▶ **Work to complete**: Retype the data in its entirety, with no word changed.

Collected data:
+++++
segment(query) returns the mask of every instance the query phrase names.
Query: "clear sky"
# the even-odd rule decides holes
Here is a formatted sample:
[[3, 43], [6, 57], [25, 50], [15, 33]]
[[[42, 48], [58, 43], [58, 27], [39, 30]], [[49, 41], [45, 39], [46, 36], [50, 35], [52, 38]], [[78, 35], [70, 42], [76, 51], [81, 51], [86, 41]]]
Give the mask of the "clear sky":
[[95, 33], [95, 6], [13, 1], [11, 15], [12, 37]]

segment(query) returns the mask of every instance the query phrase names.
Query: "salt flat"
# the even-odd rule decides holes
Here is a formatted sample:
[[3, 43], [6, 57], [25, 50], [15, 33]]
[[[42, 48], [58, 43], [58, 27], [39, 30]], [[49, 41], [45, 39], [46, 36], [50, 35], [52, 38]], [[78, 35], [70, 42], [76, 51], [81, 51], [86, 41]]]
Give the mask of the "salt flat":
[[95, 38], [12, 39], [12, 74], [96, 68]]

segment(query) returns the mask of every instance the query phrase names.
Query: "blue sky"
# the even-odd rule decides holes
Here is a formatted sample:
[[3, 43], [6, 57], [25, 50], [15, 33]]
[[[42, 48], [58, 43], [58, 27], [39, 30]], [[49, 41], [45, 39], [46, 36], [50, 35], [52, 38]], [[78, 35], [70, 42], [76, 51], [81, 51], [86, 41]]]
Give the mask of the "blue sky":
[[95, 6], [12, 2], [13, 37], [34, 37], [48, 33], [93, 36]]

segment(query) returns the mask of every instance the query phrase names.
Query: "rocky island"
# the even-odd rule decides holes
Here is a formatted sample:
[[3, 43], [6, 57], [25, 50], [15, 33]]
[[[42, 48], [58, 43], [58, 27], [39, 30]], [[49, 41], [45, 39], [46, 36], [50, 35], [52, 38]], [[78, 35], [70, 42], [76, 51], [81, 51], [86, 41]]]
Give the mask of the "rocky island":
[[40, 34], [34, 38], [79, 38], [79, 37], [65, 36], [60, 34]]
+++++
▶ **Answer for the task**:
segment(query) returns the mask of every instance the query phrase names.
Query: "clear sky"
# the even-odd rule decides holes
Here is a formatted sample:
[[3, 43], [6, 57], [25, 50], [15, 33]]
[[[42, 48], [58, 43], [58, 27], [39, 30]], [[49, 41], [45, 39], [46, 36], [50, 35], [52, 38]], [[78, 35], [70, 42], [76, 51], [81, 51], [86, 41]]]
Give the mask of the "clear sky":
[[95, 33], [95, 6], [13, 1], [11, 15], [12, 37]]

segment(query) returns the mask of every instance the query phrase names.
Query: "salt flat"
# the even-odd rule decides holes
Here is a formatted sample:
[[3, 43], [6, 57], [25, 50], [15, 33]]
[[[42, 48], [58, 43], [58, 27], [39, 30]], [[49, 41], [45, 39], [46, 36], [50, 35], [52, 38]], [[78, 35], [70, 42], [76, 51], [81, 51], [86, 41]]]
Give the mask of the "salt flat":
[[95, 38], [12, 39], [12, 74], [96, 68]]

segment(query) returns the mask of every instance the query phrase names.
Query: "blue sky"
# the even-odd rule decides holes
Here is a formatted sample:
[[3, 43], [6, 57], [25, 50], [15, 33]]
[[[42, 48], [58, 43], [58, 27], [39, 30]], [[49, 41], [45, 39], [46, 36], [50, 35], [52, 38]], [[78, 35], [70, 42], [76, 51], [81, 51], [86, 41]]]
Give the mask of the "blue sky":
[[95, 6], [12, 2], [13, 37], [34, 37], [48, 33], [93, 36]]

segment(query) returns the mask of every instance the query phrase names.
Query: "rocky island"
# the even-odd rule decides holes
Here is a formatted sample:
[[3, 43], [6, 57], [25, 50], [15, 33]]
[[[42, 48], [58, 43], [58, 27], [39, 30]], [[49, 41], [45, 39], [46, 36], [50, 35], [52, 38]], [[78, 35], [70, 42], [76, 51], [81, 51], [86, 41]]]
Give the mask of the "rocky island":
[[40, 34], [34, 38], [79, 38], [79, 37], [65, 36], [60, 34]]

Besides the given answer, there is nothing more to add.